The task calls for the count of lines containing "metal" in these records, given as a number with no other words.

Phrase grounding data
══════════

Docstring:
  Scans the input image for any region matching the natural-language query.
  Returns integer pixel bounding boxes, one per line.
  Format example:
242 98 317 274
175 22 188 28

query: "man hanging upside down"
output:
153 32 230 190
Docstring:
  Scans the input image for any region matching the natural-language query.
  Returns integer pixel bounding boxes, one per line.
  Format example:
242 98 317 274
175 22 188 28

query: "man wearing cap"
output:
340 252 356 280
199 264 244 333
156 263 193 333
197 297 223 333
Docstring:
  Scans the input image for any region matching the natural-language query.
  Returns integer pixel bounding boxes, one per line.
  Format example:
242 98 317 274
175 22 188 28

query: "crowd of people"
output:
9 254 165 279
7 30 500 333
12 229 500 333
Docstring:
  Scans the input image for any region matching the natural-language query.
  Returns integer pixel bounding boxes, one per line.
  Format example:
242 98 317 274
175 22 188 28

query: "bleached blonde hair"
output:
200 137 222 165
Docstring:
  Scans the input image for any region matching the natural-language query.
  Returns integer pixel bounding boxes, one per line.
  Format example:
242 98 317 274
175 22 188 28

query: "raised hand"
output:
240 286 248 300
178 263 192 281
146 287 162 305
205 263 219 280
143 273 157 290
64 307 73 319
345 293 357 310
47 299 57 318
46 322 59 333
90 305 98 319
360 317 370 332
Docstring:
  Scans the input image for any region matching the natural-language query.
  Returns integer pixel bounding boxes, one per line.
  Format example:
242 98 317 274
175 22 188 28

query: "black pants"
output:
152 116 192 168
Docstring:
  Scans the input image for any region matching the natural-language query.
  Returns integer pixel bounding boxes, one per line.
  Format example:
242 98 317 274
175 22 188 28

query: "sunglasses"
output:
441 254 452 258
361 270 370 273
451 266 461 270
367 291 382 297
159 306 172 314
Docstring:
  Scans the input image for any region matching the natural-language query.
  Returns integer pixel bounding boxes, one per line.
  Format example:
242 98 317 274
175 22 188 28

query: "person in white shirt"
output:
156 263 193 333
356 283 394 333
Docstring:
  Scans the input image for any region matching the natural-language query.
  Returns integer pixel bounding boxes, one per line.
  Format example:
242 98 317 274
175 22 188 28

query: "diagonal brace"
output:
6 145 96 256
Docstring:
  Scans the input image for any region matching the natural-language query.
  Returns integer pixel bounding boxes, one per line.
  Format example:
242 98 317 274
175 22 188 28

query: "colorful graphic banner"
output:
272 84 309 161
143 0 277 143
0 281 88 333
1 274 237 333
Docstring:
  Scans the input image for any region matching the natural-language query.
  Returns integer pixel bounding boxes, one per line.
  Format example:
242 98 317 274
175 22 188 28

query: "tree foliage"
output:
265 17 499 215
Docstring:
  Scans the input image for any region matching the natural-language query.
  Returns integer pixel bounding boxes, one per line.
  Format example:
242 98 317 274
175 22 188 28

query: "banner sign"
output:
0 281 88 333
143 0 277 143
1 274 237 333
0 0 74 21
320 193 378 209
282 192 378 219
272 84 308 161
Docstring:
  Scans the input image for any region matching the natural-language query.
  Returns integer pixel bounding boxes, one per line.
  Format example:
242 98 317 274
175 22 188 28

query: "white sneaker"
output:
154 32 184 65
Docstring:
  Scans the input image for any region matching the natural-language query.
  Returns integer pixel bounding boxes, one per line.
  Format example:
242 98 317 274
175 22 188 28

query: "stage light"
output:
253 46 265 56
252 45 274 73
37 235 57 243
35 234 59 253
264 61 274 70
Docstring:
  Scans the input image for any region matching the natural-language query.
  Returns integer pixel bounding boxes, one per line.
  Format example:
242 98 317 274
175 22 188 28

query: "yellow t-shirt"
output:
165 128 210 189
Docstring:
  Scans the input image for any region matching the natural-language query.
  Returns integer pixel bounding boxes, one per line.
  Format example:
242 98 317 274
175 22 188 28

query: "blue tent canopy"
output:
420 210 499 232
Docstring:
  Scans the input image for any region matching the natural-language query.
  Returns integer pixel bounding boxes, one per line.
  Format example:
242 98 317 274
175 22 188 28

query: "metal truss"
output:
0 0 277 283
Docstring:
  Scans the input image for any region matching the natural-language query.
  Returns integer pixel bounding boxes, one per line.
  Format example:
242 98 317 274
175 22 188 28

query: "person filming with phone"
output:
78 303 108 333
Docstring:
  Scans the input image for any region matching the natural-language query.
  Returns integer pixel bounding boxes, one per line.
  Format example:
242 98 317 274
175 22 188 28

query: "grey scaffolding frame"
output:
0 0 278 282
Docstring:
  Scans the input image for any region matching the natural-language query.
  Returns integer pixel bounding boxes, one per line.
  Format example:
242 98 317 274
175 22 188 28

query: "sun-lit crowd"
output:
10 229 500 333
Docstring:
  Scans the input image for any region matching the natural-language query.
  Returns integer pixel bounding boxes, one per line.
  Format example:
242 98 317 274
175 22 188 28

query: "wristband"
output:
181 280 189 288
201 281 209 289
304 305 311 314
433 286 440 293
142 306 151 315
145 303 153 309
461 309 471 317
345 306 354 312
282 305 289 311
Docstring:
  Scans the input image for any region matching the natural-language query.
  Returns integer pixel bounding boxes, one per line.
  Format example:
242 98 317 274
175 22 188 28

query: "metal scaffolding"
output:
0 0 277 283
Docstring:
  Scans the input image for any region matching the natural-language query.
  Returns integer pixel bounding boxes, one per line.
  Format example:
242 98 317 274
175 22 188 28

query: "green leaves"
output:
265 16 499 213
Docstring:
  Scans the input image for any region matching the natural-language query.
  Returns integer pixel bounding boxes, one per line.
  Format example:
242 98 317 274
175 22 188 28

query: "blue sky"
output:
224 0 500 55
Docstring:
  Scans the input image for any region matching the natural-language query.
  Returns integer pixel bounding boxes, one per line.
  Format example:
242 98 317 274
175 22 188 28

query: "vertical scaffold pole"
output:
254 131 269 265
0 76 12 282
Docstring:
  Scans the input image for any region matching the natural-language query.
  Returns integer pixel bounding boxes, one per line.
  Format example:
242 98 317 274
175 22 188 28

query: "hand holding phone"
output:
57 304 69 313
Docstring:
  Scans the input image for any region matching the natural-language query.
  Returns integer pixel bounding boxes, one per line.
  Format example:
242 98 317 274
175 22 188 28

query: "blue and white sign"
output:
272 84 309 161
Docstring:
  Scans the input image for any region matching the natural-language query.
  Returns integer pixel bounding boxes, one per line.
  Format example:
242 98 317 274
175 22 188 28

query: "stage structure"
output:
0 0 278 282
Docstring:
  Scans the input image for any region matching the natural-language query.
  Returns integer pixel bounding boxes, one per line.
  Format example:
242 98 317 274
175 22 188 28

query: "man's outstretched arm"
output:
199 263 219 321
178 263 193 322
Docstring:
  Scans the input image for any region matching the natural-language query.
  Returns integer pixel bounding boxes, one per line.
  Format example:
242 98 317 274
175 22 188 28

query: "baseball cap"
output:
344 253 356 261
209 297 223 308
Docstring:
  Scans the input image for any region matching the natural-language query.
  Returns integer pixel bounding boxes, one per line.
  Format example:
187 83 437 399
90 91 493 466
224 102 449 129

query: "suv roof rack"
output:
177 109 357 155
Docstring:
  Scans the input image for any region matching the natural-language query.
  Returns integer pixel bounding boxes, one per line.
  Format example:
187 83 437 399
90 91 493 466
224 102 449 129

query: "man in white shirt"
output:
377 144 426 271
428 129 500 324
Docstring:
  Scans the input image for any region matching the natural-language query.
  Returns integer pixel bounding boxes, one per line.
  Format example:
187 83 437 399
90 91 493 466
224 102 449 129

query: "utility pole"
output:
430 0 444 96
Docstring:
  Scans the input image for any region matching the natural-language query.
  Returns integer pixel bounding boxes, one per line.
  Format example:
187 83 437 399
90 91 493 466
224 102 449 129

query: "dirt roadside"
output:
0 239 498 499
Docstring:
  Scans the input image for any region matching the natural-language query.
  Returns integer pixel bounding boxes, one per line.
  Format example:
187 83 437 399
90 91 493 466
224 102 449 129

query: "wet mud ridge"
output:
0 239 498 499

══════════

** ANSWER SECTION **
2